本文:
.....

第1発明に係る画像出力装置は、時系列に画像データを取得する手段と、階層符号化方式を利用して画像データを圧縮する圧縮手段と、該圧縮手段が圧縮した圧縮画像データを順次出力する手段とを備える画像出力装置において、圧縮画像データの出力の開始及び終了を制御する出力制御手段と、出力中の一の画像データの圧縮画像データと圧縮前の前記一の画像データとを比較することで、圧縮により劣化する画質が所定の画質より劣化する否かを判断する判断手段と、前記一の画像データの圧縮画像データを出力中に後の画像データの圧縮画像データを出力すべきタイミングが到来するか否かを判断する手段とを備え、前記出力制御手段は、後の画像データの圧縮画像データを出力すべきタイミングが到来すると判断した場合に、前記判断手段が出力中の前記一の画像データの圧縮画像データと圧縮前の前記一の画像データとを比較することで、圧縮により劣化する画質が所定の画質より劣化すると判断したとき、前記一の画像データの圧縮画像データの出力を続行するようにしてあり、後の画像データの圧縮画像データを出力すべきタイミングが到来すると判断した場合に、前記判断手段が出力中の前記一の画像データの圧縮画像データと圧縮前の前記一の画像データとを比較することで、圧縮により劣化する画質が所定の画質より劣化しないと判断したとき、前記一の画像データの圧縮画像データの出力を終了するようにしてあることを特徴とする。

.....

指示 1: 画像出力装置についての本文によると、圧縮手段はどのような方式を利用して画像データを圧縮するか。
指示 2: 画像出力装置についての本文を、最後の文の後から書き継げ。
データは参照しなくてよい。

データ抜粋:
.....

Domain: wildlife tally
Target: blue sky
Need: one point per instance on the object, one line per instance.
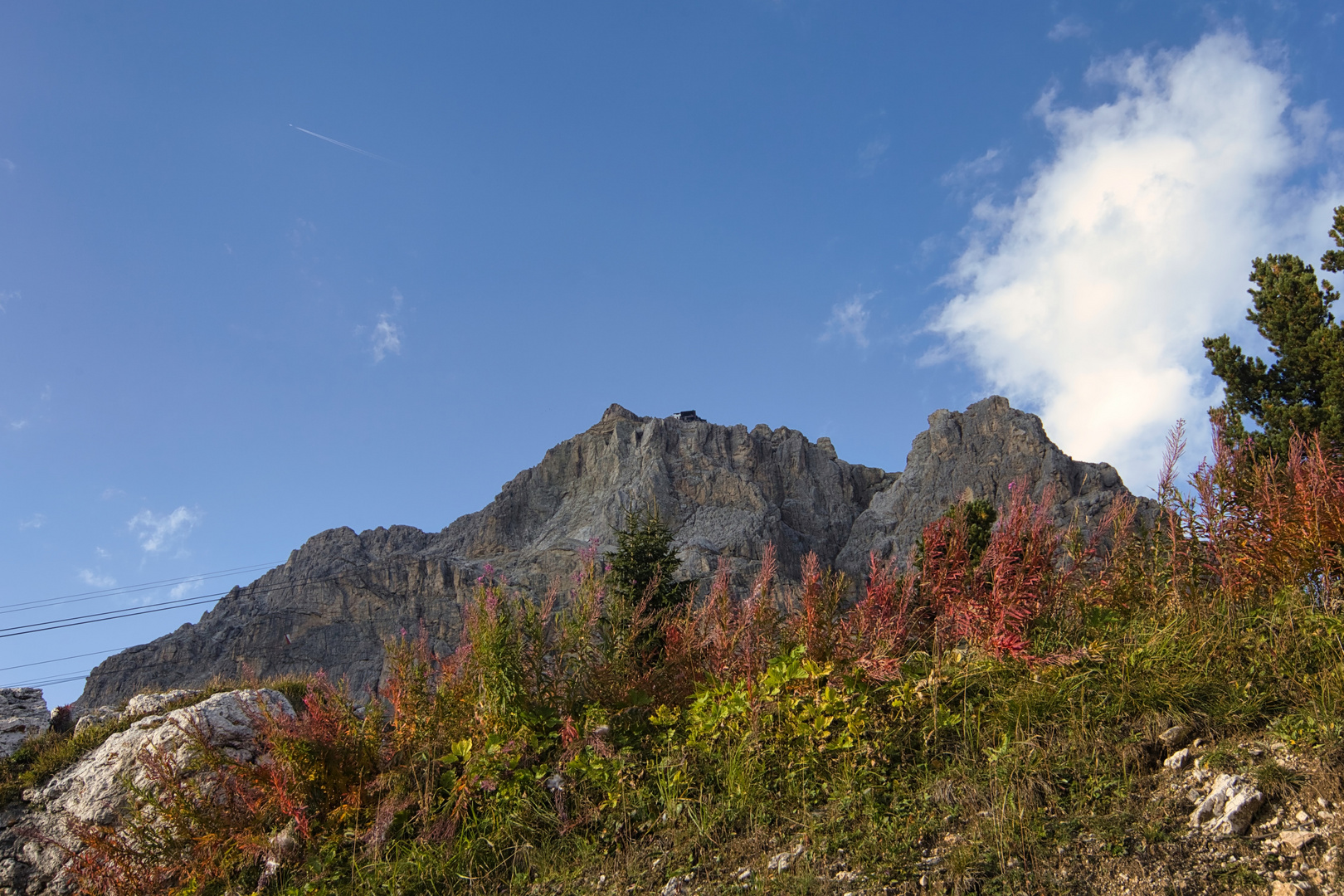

.....

出力 1: 階層符号化方式を利用して圧縮する。

出力 2:
第2発明に係る画像出力装置は、前記出力制御手段は、前記後の画像データの圧縮画像データを出力すべきタイミングの経過後、前記判断手段が出力中の前記一の画像データの圧縮画像データと圧縮前の前記一の画像データとを比較することで、圧縮により劣化する画質が所定の画質より劣化しないと判断した時点で前記一の画像データの圧縮画像データの出力を終了し、前記後の画像データの圧縮画像データの出力を開始するようにしてあることを特徴とする。
第3発明に係る画像出力装置は、前記出力制御手段は、前記一の画像データの圧縮画像データの出力を続行する場合、前記後の画像データの圧縮画像データを破棄するようにしてあることを特徴とする。
第4発明に係る画像出力装置は、前記出力制御手段は、前記一の画像データの圧縮画像データの出力を続行する場合、前記後の画像データよりも更に後の画像データの圧縮画像データを出力すべきタイミングまでに前記一の画像データの圧縮画像データの出力を終了しないとき、前記一の画像データよりも後であって且つ前記更に後の画像データよりも前の画像データの圧縮画像データを破棄するようにしてあることを特徴とする。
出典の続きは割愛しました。